Stored data
--- START ---

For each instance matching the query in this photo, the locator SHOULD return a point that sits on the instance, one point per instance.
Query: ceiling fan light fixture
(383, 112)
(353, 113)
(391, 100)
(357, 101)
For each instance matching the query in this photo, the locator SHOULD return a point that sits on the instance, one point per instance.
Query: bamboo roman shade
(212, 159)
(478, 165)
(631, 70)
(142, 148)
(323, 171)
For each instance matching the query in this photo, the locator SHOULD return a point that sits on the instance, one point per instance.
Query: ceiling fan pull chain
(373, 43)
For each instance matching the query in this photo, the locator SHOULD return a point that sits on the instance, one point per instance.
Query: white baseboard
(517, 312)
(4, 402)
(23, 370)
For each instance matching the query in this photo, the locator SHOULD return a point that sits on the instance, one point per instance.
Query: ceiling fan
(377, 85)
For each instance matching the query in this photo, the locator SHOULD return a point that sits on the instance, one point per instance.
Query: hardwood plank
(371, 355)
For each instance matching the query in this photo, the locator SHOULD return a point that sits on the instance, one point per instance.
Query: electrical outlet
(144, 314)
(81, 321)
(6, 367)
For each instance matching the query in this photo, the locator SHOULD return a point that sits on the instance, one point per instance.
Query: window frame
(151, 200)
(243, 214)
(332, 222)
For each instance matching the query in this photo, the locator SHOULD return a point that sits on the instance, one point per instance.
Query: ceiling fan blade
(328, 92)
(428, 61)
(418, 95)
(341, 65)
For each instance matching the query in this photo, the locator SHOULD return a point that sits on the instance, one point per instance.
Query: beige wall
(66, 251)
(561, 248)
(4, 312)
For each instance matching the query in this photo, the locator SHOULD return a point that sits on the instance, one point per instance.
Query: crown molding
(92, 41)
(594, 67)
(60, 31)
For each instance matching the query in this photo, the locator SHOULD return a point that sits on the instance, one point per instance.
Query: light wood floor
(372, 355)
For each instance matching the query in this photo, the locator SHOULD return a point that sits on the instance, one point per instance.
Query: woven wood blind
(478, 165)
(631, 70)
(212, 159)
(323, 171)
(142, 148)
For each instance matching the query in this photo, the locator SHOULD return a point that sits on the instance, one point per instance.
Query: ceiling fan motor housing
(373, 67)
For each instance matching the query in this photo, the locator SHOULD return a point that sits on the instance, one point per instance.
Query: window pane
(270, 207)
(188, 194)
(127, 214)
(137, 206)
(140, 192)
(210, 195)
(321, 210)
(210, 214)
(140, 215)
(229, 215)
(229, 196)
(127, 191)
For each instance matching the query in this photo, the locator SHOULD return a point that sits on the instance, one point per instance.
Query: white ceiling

--- END ---
--- START ---

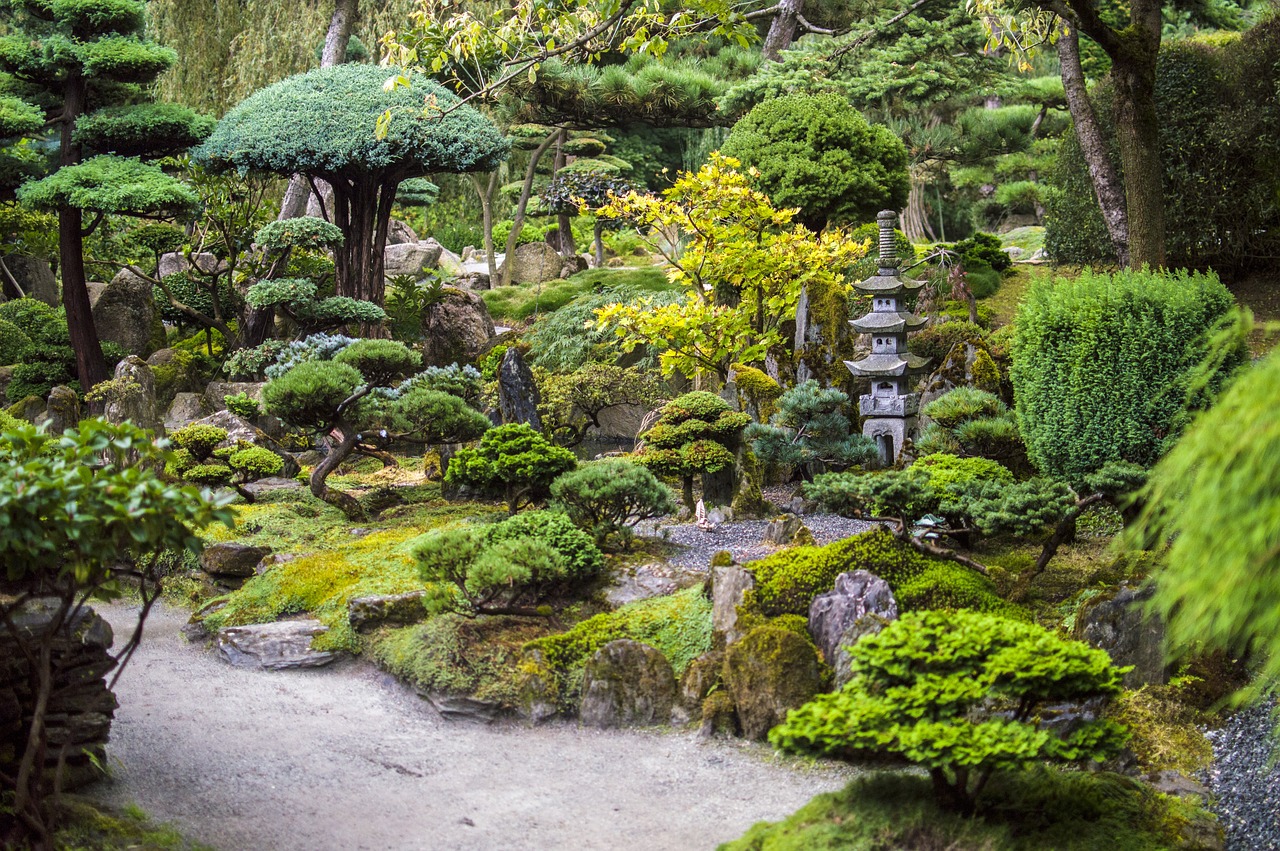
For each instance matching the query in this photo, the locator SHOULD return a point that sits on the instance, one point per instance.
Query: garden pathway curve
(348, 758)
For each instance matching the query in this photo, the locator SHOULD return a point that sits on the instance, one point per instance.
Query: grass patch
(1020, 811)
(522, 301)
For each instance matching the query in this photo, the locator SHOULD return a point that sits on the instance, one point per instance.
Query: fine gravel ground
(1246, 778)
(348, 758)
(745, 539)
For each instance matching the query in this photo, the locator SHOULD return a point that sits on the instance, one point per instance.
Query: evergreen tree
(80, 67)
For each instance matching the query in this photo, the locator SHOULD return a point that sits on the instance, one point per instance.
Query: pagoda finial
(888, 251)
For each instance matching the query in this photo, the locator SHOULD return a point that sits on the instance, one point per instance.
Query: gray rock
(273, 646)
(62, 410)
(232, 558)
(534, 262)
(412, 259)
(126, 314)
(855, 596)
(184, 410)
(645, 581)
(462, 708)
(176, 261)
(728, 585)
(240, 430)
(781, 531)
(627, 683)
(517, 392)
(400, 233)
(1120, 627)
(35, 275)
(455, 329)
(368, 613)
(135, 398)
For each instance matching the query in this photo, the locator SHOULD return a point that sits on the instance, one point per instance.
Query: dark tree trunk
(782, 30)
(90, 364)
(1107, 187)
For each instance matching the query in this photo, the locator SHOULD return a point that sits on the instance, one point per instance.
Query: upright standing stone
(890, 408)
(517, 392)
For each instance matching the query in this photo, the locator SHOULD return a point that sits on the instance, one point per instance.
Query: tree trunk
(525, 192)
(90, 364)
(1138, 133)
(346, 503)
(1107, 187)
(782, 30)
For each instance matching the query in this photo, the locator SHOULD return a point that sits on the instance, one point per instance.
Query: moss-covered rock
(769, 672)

--- END ---

What you give back should be only the lines of the records above, starting at the line with "Query: electrical outlet" and ending at the line with "Query: white ceiling", restated word for word.

▶ _Solution for this exercise_
Query: electrical outlet
(144, 314)
(81, 321)
(6, 367)
For each instance matching the query in this photo, the locator SHOULD return a point that sits on the instance, one point per instance.
Query: window frame
(151, 200)
(243, 214)
(332, 222)
For each instance matching the query in this photo, the locator SHOULD return a point that sits on the instance, one point per instance.
Query: ceiling fan blade
(328, 92)
(428, 61)
(418, 95)
(341, 65)
For each instance matching the query in this photo, the locator SHOULD return a point that sits on the instance, one point per instance.
Query: beige wall
(66, 251)
(561, 248)
(4, 312)
For each instance matching the query in this photo, the locator SHOULD return a point that sits on the instance, one point per instance.
Query: crown molding
(92, 41)
(594, 67)
(60, 31)
For each instance matching the query in this photo, the locator SHOULD return a point that sits on the instance, one point per instance.
Query: light wood floor
(372, 355)
For each instance matching the query in this photo, the locator SHOULD return a point that sits on the instance, one point per instance.
Query: woven wood blind
(478, 165)
(631, 70)
(212, 159)
(323, 171)
(142, 148)
For each instance matching the query in this photo, the locator SHOULD return a point that sits on the instance, one point per instance.
Query: ceiling fan motor housing
(373, 67)
For each instance matching the query in this photo, the locator SHOULD return a point that sits on the instance, one point per instance.
Query: window pane
(270, 207)
(188, 194)
(127, 214)
(137, 206)
(140, 192)
(210, 195)
(321, 210)
(210, 214)
(140, 215)
(229, 215)
(229, 196)
(127, 191)
For each instance matching the query in this photo, the locator SHOULD return a point that sits on the instance, one point per instance.
Query: white ceiling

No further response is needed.